Task instructions: Give a verbatim copy of the data, leaving the pictures out.

****************************************

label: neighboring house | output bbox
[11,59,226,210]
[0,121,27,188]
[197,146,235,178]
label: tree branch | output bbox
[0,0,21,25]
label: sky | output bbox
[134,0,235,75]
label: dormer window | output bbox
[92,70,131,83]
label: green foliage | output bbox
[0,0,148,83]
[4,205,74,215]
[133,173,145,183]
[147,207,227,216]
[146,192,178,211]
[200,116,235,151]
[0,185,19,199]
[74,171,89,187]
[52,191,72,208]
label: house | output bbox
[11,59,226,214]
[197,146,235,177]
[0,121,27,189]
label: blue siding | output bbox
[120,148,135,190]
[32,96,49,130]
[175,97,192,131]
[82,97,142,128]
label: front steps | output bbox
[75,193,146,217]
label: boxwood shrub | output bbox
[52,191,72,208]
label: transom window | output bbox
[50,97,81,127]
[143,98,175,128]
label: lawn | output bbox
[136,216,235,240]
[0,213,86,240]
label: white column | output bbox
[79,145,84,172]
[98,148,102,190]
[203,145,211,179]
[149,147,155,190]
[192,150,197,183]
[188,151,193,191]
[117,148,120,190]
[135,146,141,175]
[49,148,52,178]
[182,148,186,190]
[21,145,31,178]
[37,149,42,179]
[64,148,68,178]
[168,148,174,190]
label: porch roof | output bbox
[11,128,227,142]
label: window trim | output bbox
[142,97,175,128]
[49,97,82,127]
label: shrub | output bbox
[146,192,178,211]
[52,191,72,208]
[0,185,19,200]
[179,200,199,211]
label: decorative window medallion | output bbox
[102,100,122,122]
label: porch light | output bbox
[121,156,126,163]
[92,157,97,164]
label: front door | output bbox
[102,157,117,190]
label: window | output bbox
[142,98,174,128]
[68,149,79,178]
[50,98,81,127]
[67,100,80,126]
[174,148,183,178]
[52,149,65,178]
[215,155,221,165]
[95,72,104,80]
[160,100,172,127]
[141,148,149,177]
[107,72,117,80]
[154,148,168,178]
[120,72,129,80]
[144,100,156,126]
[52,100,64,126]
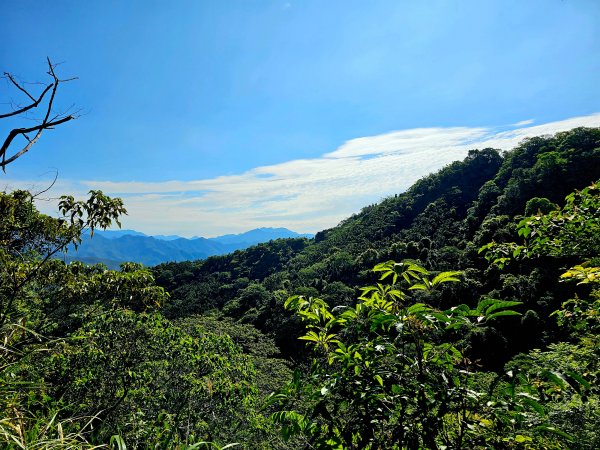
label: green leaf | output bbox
[431,271,462,285]
[565,370,591,391]
[485,300,522,315]
[374,374,384,387]
[430,312,451,323]
[517,393,545,415]
[298,331,320,343]
[475,298,499,314]
[541,370,569,389]
[534,425,574,441]
[407,303,430,314]
[408,284,427,291]
[110,435,127,450]
[486,310,521,320]
[406,264,429,275]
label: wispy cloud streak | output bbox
[3,114,599,237]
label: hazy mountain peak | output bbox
[66,227,314,268]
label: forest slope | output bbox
[154,127,600,366]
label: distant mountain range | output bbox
[63,228,313,268]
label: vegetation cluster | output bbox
[1,112,599,447]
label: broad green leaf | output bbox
[431,271,462,285]
[486,310,521,320]
[517,393,545,415]
[485,300,522,315]
[565,370,591,391]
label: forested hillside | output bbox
[2,127,599,449]
[155,127,600,367]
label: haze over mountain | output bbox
[65,228,313,268]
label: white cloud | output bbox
[323,127,489,159]
[2,113,599,237]
[512,119,535,127]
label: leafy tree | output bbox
[524,197,557,216]
[0,189,263,448]
[481,181,599,266]
[481,180,600,448]
[44,310,258,447]
[0,189,128,448]
[268,261,561,449]
[0,189,126,371]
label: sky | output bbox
[1,0,599,237]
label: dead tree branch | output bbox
[1,58,78,171]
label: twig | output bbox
[0,58,77,171]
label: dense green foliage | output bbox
[1,127,599,448]
[271,264,561,449]
[0,190,275,448]
[155,128,600,367]
[265,176,600,448]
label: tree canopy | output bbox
[1,125,599,448]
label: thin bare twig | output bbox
[32,171,59,199]
[0,74,53,119]
[0,57,77,171]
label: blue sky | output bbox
[1,0,599,236]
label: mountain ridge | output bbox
[152,127,600,364]
[68,227,314,268]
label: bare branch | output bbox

****************************************

Answer to this problem:
label: neighboring house | output bbox
[11,59,226,210]
[0,121,27,188]
[197,146,235,178]
label: tree branch | output bbox
[0,0,21,25]
label: sky | output bbox
[134,0,235,75]
label: dormer window | output bbox
[92,70,131,83]
label: green foliage | output bbox
[0,0,148,83]
[4,205,74,215]
[133,173,145,183]
[147,207,227,216]
[146,192,178,211]
[200,116,235,151]
[0,185,19,199]
[74,171,89,187]
[52,191,72,208]
label: house | output bbox
[11,59,226,214]
[197,146,235,177]
[0,121,27,189]
label: blue siding | output bbox
[120,148,135,190]
[32,96,49,130]
[175,97,192,131]
[82,97,142,128]
label: front steps | output bbox
[75,193,146,217]
label: boxwood shrub | output bbox
[52,191,72,208]
label: transom window | output bbox
[50,97,81,127]
[143,98,175,128]
label: lawn | output bbox
[136,216,235,240]
[0,213,86,240]
label: white column | output bbox
[79,145,84,172]
[98,148,102,190]
[203,145,211,179]
[149,147,155,190]
[192,150,197,183]
[188,151,193,191]
[117,148,120,190]
[135,146,141,175]
[49,148,52,178]
[182,148,186,190]
[21,145,31,178]
[37,149,42,179]
[64,148,68,178]
[168,148,174,190]
label: porch roof | output bbox
[11,128,227,142]
label: window trim | output bbox
[142,97,175,128]
[49,97,82,127]
label: shrub | output bbox
[146,192,178,211]
[52,191,72,208]
[0,185,19,200]
[179,200,199,211]
label: decorative window medallion | output bbox
[102,100,122,122]
label: porch light | output bbox
[121,156,126,163]
[92,157,97,164]
label: front door | output bbox
[102,157,117,190]
label: window | output bbox
[142,98,174,128]
[68,149,79,178]
[50,98,81,127]
[67,100,80,126]
[174,148,183,178]
[52,149,65,178]
[215,155,221,165]
[95,72,104,80]
[160,100,172,127]
[141,148,149,177]
[107,72,117,80]
[154,148,168,178]
[120,72,129,80]
[144,100,156,126]
[52,100,64,126]
label: green leaf | output bbox
[431,271,462,285]
[565,370,591,391]
[485,300,522,315]
[374,374,384,387]
[430,312,451,323]
[517,393,545,415]
[298,331,320,343]
[475,298,499,314]
[541,370,569,389]
[534,425,574,441]
[407,303,430,314]
[408,284,427,291]
[110,435,127,450]
[486,310,521,320]
[406,264,429,275]
label: wispy cloud streak | output bbox
[3,114,599,237]
label: hazy mountain peak | output bbox
[66,227,314,268]
label: forest slope | output bbox
[154,127,600,366]
label: distant mountain range | output bbox
[63,228,313,268]
label: vegetation cluster | output bbox
[1,112,599,447]
label: broad green leaf | output bbox
[431,271,462,285]
[486,310,521,320]
[517,393,545,415]
[485,300,522,315]
[565,370,591,391]
label: forested hillside | output bbox
[2,127,599,449]
[155,127,600,367]
label: haze over mountain | output bbox
[65,228,313,268]
label: white cloud | output bbox
[323,127,489,159]
[2,113,599,237]
[512,119,535,127]
label: leafy tree | output bbox
[524,197,557,216]
[0,189,263,448]
[481,181,599,266]
[481,180,600,448]
[44,310,258,447]
[0,189,128,448]
[268,261,561,449]
[0,189,126,371]
label: sky | output bbox
[1,0,599,237]
label: dead tree branch | output bbox
[1,58,78,171]
label: twig | output bbox
[0,58,77,171]
label: dense green foliage | output bbox
[1,127,599,448]
[271,264,561,449]
[0,190,275,448]
[155,128,600,367]
[265,176,600,448]
label: tree canopy | output bbox
[1,125,599,448]
label: thin bare twig | output bbox
[32,171,59,199]
[0,74,53,119]
[0,57,77,171]
label: blue sky | output bbox
[1,0,599,236]
label: mountain ridge | output bbox
[152,127,600,364]
[68,227,314,268]
label: bare branch | output bbox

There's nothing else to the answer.